• Task prompt: Find every line in the entries below that contains the string "positive", and copy each of those lines in full.

━━━ Task input ━━━

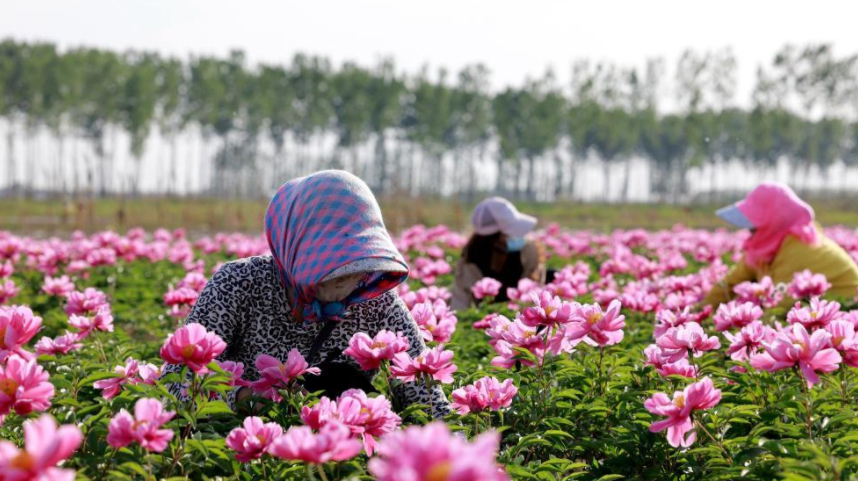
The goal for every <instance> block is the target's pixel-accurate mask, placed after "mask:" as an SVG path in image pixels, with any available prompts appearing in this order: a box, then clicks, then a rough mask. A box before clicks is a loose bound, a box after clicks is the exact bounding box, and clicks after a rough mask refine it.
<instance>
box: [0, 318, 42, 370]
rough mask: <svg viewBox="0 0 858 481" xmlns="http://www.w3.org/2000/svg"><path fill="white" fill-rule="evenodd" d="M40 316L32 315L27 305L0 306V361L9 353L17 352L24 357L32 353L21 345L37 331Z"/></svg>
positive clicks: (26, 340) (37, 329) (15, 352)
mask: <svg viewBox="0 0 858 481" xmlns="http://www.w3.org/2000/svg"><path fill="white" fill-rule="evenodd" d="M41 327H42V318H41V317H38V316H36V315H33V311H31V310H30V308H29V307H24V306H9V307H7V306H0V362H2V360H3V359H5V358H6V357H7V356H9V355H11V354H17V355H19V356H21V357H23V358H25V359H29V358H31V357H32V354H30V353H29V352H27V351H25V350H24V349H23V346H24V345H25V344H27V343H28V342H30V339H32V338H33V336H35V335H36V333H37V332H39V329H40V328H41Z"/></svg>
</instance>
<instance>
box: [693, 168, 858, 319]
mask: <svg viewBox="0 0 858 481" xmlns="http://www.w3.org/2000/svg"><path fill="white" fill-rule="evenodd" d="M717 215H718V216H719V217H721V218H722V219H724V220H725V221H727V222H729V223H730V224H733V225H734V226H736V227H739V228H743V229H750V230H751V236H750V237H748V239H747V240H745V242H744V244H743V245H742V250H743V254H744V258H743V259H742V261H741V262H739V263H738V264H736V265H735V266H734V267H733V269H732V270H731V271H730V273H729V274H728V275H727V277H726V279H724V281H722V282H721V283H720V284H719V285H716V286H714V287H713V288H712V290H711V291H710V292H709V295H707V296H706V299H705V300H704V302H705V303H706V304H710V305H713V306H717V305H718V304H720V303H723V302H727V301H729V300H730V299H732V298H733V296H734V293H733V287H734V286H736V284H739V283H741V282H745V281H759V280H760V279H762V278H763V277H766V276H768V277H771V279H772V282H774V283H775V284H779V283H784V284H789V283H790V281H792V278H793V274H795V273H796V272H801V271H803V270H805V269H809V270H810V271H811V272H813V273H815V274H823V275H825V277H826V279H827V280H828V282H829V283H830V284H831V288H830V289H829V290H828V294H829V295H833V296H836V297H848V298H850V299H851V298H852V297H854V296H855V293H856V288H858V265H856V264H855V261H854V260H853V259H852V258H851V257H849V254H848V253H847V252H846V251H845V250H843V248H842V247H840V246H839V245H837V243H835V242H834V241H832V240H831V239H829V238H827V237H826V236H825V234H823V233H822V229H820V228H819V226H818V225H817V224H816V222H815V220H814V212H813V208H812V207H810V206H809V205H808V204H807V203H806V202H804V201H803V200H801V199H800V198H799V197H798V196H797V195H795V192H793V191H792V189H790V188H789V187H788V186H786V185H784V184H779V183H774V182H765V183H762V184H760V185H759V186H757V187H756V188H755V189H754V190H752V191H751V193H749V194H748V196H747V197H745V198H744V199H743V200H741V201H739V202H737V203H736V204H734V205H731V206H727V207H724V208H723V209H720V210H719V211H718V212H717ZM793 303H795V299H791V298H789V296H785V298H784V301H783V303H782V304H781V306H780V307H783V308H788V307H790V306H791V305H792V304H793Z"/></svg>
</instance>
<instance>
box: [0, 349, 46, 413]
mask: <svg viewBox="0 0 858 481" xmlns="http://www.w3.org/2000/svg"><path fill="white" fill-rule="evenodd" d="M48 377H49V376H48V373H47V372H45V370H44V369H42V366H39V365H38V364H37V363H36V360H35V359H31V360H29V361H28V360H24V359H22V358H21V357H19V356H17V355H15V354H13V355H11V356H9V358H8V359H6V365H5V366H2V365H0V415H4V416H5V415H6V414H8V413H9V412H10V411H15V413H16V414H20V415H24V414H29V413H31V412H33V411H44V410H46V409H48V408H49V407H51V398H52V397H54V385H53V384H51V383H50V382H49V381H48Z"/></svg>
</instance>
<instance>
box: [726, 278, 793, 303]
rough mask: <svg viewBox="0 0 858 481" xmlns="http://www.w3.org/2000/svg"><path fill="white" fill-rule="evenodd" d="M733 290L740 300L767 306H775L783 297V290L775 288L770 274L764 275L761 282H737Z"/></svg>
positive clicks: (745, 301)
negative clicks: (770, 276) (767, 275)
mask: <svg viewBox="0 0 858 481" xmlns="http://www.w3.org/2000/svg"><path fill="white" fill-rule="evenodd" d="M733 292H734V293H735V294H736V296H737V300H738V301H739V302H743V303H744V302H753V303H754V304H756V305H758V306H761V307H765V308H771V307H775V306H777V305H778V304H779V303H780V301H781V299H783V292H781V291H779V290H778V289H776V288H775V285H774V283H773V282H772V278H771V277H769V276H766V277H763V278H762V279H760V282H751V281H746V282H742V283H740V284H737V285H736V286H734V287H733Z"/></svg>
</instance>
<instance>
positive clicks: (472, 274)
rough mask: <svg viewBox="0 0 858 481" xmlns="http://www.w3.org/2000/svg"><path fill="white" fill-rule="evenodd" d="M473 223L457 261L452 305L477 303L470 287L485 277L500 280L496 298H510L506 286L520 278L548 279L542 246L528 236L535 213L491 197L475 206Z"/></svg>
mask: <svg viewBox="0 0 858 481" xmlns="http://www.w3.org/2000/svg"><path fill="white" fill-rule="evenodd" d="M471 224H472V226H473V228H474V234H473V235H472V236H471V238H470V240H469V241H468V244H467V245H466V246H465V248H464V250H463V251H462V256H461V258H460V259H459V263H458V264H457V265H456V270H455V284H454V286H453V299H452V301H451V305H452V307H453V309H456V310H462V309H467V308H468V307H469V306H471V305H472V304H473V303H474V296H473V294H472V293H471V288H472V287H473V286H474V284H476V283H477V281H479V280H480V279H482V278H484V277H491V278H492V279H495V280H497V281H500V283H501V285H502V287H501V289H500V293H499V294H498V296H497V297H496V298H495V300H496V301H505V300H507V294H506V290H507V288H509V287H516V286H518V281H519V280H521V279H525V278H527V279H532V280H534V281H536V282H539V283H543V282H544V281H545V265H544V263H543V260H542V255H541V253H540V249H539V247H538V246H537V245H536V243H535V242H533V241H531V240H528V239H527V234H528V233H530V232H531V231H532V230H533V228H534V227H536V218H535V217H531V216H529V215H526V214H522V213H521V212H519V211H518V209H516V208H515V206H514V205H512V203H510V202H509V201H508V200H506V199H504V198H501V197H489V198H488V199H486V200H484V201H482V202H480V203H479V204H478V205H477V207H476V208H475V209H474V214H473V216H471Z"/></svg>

━━━

• Completed task:
positive clicks: (26, 340) (37, 329) (15, 352)
positive clicks: (745, 301)
positive clicks: (472, 274)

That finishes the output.